===== Record excerpts

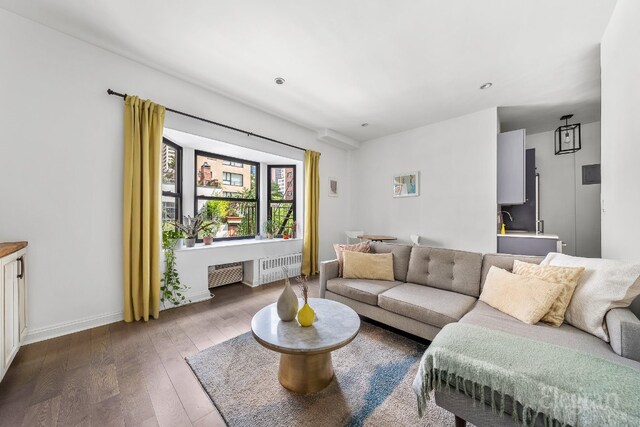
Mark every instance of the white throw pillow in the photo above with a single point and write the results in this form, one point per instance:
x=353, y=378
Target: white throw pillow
x=605, y=284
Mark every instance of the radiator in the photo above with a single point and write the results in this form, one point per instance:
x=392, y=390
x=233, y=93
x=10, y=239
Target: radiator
x=270, y=269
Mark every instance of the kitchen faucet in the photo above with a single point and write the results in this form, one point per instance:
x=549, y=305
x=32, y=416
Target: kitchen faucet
x=501, y=218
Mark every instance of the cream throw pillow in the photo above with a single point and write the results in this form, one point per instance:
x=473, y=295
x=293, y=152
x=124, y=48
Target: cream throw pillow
x=525, y=298
x=340, y=249
x=605, y=284
x=359, y=265
x=566, y=276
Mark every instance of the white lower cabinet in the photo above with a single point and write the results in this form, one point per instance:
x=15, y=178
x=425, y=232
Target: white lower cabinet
x=13, y=310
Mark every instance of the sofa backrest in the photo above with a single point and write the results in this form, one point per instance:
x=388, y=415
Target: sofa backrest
x=505, y=262
x=447, y=269
x=400, y=257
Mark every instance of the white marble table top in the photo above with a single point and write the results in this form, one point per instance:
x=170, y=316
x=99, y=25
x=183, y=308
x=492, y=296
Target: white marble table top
x=335, y=326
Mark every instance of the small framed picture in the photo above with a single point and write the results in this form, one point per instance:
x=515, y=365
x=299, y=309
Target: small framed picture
x=333, y=187
x=406, y=184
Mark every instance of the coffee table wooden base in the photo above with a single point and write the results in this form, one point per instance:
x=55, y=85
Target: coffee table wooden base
x=305, y=373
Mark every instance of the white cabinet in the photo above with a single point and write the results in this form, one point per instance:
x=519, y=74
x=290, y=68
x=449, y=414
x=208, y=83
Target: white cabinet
x=13, y=307
x=511, y=168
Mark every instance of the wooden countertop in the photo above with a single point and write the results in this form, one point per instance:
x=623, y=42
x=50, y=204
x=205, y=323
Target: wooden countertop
x=7, y=248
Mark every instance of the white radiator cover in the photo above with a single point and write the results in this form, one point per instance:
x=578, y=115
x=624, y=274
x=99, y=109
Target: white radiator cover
x=270, y=269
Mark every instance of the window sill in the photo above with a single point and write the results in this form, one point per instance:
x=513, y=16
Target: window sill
x=242, y=242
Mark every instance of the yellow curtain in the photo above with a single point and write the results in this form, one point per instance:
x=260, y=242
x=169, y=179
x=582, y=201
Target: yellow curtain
x=311, y=209
x=143, y=123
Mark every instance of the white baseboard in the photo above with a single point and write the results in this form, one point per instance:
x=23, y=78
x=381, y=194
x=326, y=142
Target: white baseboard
x=65, y=328
x=193, y=297
x=41, y=334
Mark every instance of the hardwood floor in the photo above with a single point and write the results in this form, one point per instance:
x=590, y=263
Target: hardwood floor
x=131, y=374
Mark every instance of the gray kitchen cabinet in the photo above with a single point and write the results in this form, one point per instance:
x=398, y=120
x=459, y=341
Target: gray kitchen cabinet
x=512, y=168
x=520, y=245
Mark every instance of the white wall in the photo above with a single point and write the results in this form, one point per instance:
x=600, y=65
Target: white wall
x=569, y=209
x=457, y=204
x=620, y=62
x=61, y=165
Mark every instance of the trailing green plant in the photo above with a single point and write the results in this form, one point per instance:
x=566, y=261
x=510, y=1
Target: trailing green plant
x=191, y=225
x=171, y=289
x=270, y=227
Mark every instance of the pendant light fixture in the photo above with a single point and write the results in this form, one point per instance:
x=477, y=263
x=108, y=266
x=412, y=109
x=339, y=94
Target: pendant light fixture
x=567, y=137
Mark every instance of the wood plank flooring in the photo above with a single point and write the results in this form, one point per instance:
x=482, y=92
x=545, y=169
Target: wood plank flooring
x=129, y=374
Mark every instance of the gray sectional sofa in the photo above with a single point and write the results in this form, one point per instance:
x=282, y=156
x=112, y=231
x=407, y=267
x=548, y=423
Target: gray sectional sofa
x=434, y=287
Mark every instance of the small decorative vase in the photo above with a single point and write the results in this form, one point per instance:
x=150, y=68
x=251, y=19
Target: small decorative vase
x=306, y=315
x=287, y=303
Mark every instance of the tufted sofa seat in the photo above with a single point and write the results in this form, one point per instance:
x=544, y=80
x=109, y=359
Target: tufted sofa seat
x=432, y=287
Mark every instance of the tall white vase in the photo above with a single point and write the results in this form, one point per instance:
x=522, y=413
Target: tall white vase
x=287, y=303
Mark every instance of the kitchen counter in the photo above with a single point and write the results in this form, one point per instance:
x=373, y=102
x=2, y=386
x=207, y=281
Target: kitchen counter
x=7, y=248
x=530, y=234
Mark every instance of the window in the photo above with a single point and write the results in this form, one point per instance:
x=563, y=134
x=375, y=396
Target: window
x=171, y=181
x=230, y=196
x=282, y=197
x=234, y=179
x=234, y=164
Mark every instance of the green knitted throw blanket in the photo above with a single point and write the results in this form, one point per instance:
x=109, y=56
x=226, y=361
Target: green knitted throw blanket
x=562, y=385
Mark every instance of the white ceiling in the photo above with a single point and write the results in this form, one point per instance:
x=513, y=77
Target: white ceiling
x=396, y=65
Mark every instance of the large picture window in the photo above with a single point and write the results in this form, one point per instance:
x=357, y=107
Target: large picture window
x=282, y=197
x=171, y=181
x=226, y=188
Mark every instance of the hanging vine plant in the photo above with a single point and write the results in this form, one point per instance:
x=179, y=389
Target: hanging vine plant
x=171, y=290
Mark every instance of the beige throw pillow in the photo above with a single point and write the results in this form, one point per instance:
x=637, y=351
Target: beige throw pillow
x=605, y=284
x=566, y=276
x=525, y=298
x=359, y=265
x=340, y=249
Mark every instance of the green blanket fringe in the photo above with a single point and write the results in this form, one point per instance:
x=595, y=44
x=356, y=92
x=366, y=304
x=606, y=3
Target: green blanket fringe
x=440, y=363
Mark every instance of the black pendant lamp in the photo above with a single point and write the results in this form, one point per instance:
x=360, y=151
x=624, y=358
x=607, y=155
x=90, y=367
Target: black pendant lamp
x=567, y=137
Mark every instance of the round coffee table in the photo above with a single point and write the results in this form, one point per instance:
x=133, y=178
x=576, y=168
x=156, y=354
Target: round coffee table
x=305, y=359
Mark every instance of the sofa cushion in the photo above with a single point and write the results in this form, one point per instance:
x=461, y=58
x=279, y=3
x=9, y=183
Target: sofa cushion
x=447, y=269
x=526, y=298
x=504, y=262
x=566, y=335
x=367, y=266
x=340, y=249
x=433, y=306
x=567, y=276
x=605, y=284
x=362, y=290
x=400, y=257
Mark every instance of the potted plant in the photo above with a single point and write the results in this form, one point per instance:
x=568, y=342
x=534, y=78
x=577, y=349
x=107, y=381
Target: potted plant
x=171, y=290
x=171, y=235
x=208, y=231
x=270, y=228
x=191, y=226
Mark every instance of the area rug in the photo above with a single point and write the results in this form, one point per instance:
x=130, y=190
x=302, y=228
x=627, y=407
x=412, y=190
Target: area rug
x=372, y=385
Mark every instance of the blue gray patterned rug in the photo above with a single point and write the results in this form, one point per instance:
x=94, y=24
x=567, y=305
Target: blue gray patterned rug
x=372, y=386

==========

- Problem to work on: Reproduce all of the data exactly; the pictures do not belong in the copy.

- Solution to this task:
Mark every instance of the white throw pillow in the photo above with a single point and write the results in this form, one point per instance:
x=353, y=378
Target: white throw pillow
x=605, y=284
Mark every instance of the radiator in the photo above with a single point and write the results in this form, one point per instance:
x=392, y=390
x=233, y=93
x=10, y=239
Target: radiator
x=270, y=269
Mark every instance of the kitchen faucet in the photo above with a single point and write the results in this form, one point per instance:
x=549, y=305
x=32, y=416
Target: kitchen faucet
x=501, y=218
Mark every instance of the cream throw pillow in the photo above with a single point and write the results in this form, one point per instance:
x=473, y=295
x=293, y=152
x=124, y=48
Target: cream throw pillow
x=525, y=298
x=340, y=249
x=605, y=284
x=359, y=265
x=566, y=276
Mark every instance of the white lower cabinet in the photo above with a single point and write the results in this form, one point per instance:
x=15, y=178
x=425, y=232
Target: white lower cabinet
x=13, y=310
Mark every instance of the sofa backrest in the photo above with a single point and write the results in this form, one point per instance:
x=388, y=415
Target: sofa backrest
x=505, y=262
x=447, y=269
x=400, y=257
Mark every instance of the white marble table top in the photo above with a single point and write the results in this form, one point per instance:
x=170, y=316
x=99, y=25
x=183, y=308
x=492, y=296
Target: white marble table top
x=335, y=326
Mark every instance of the small framed picture in the photo above with a single point and write the results in this form, one point per instance:
x=515, y=365
x=299, y=309
Target: small framed picture
x=333, y=187
x=406, y=184
Mark every instance of the coffee table wooden base in the photo above with a single point and write the results in this form, one point per instance:
x=55, y=85
Target: coffee table wooden base
x=305, y=373
Mark every instance of the white cabinet in the photo above with a single point and write the results in this form, one point per instance:
x=519, y=74
x=290, y=68
x=449, y=414
x=208, y=83
Target: white cabinet
x=13, y=307
x=511, y=168
Mark every instance of the wooden countertop in the photo above with a single point and write the results in this form, one point per instance:
x=623, y=42
x=50, y=204
x=205, y=323
Target: wooden countertop
x=7, y=248
Mark every instance of the white radiator cover in the photo above with a single point and write the results in this form, one point per instance:
x=578, y=115
x=624, y=274
x=99, y=109
Target: white radiator cover
x=270, y=269
Mark every instance of the window sill in the photo above with a single point and write the results in this form, one point per instance:
x=513, y=16
Target: window sill
x=242, y=242
Mark every instance of the yellow curtain in the photo above with a single point and write the results in this form, one point per instance:
x=260, y=242
x=169, y=179
x=582, y=201
Target: yellow curtain
x=311, y=209
x=143, y=123
Mark every instance of the white baseboard in the photo above with a single point and write the results in this form, one point per instance:
x=23, y=78
x=381, y=194
x=326, y=142
Target: white baseboard
x=65, y=328
x=193, y=297
x=41, y=334
Mark every instance of the hardwood floor in the photo above with a single point and write the results in this form, one point per instance:
x=590, y=263
Target: hardwood floor
x=131, y=374
Mark every instance of the gray kitchen cabinet in the photo above with a single point and write the results in this form, one point per instance:
x=398, y=120
x=459, y=341
Target: gray kitchen cabinet
x=512, y=168
x=520, y=245
Mark every instance of the white wall in the photo above with a single point and write the results in this form, one point per instance:
x=600, y=65
Target: white wall
x=569, y=209
x=457, y=204
x=620, y=62
x=61, y=165
Mark every instance of the trailing green plant in the photo above with a single point and write the results in this form, one point per instance:
x=566, y=261
x=510, y=1
Target: trailing green plant
x=191, y=225
x=171, y=289
x=270, y=227
Mark every instance of the pendant light fixture in the photo above with a single point and write the results in this form, one point per instance:
x=477, y=263
x=108, y=266
x=412, y=109
x=339, y=94
Target: pendant light fixture
x=567, y=137
Mark every instance of the wood plank flooring in the photo above with a single point and write the results in this form, one point per instance:
x=482, y=92
x=545, y=169
Target: wood plank flooring
x=129, y=374
Mark every instance of the gray sectional sofa in the photo above with a single point and write the results in this form, one point per instance:
x=282, y=156
x=112, y=231
x=407, y=267
x=548, y=423
Target: gray sectional sofa
x=434, y=287
Mark every instance of the small decorative vase in the photo above with a single point and write the results in this form, one point per instance:
x=150, y=68
x=251, y=19
Target: small decorative vase
x=306, y=315
x=287, y=303
Mark every instance of the tufted sofa seat in the photo above with a single point and write the results in this form, one point per instance:
x=544, y=80
x=109, y=359
Target: tufted sofa seat
x=432, y=287
Mark every instance of the tall white vase in the photo above with a single point and write the results in this form, one point per instance:
x=522, y=413
Target: tall white vase
x=287, y=303
Mark every instance of the kitchen counter in the photo above with a single point and write the results in this form, one point per instance:
x=373, y=102
x=2, y=386
x=207, y=281
Target: kitchen counter
x=7, y=248
x=530, y=234
Mark every instance of the window in the photo above with a single point and write the results in this form, one point per instance:
x=563, y=134
x=375, y=396
Target: window
x=171, y=181
x=230, y=196
x=282, y=197
x=234, y=179
x=234, y=164
Mark every instance of the green knitted throw blanket in the photo above with a single point and write the results in this form, one point per instance:
x=109, y=56
x=226, y=361
Target: green knitted throw blanket
x=562, y=385
Mark every instance of the white ceiling in the photo above with a single point and write the results in this form, one point per instance:
x=513, y=77
Target: white ceiling
x=396, y=65
Mark every instance of the large picture window in the photo above with a single point and write the results in this form, one point per instance:
x=357, y=107
Target: large picture window
x=282, y=197
x=171, y=181
x=226, y=188
Mark every instance of the hanging vine plant in the photo above with a single point and write the results in this form, one point per instance:
x=179, y=389
Target: hanging vine plant
x=171, y=290
Mark every instance of the beige throw pillow in the photo above with a single point and write the results in this form, one point per instance:
x=637, y=351
Target: beige throw pillow
x=605, y=284
x=566, y=276
x=525, y=298
x=359, y=265
x=340, y=249
Mark every instance of the green blanket fringe in the photo above with a single point and write the results in this form, one point per instance:
x=595, y=44
x=356, y=92
x=366, y=304
x=606, y=3
Target: green blanket fringe
x=440, y=363
Mark every instance of the black pendant lamp in the photo above with a single point and write the results in this form, one point per instance:
x=360, y=151
x=624, y=358
x=607, y=155
x=90, y=367
Target: black pendant lamp
x=567, y=137
Mark every instance of the round coffee table in the photo above with a single point and write the results in this form, one point per instance:
x=133, y=178
x=576, y=168
x=156, y=354
Target: round coffee table
x=305, y=359
Mark every instance of the sofa cushion in the photo above with a single point and write the results in this form, one point per instance:
x=461, y=58
x=279, y=3
x=9, y=183
Target: sofa cushion
x=447, y=269
x=526, y=298
x=504, y=262
x=566, y=335
x=367, y=266
x=340, y=249
x=433, y=306
x=567, y=276
x=605, y=284
x=362, y=290
x=400, y=257
Mark every instance of the potted plant in the photo above with a single point and write the results in this form, one point per instance:
x=568, y=342
x=534, y=78
x=577, y=349
x=107, y=381
Target: potted plant
x=171, y=290
x=171, y=235
x=208, y=231
x=270, y=228
x=191, y=226
Mark every instance of the area rug in the photo above with a single point and write the results in this form, one point per instance:
x=130, y=190
x=302, y=228
x=627, y=407
x=412, y=190
Target: area rug
x=372, y=385
Mark every instance of the blue gray patterned rug in the photo above with a single point and write the results in this form, one point per instance:
x=94, y=24
x=567, y=305
Target: blue gray patterned rug
x=372, y=386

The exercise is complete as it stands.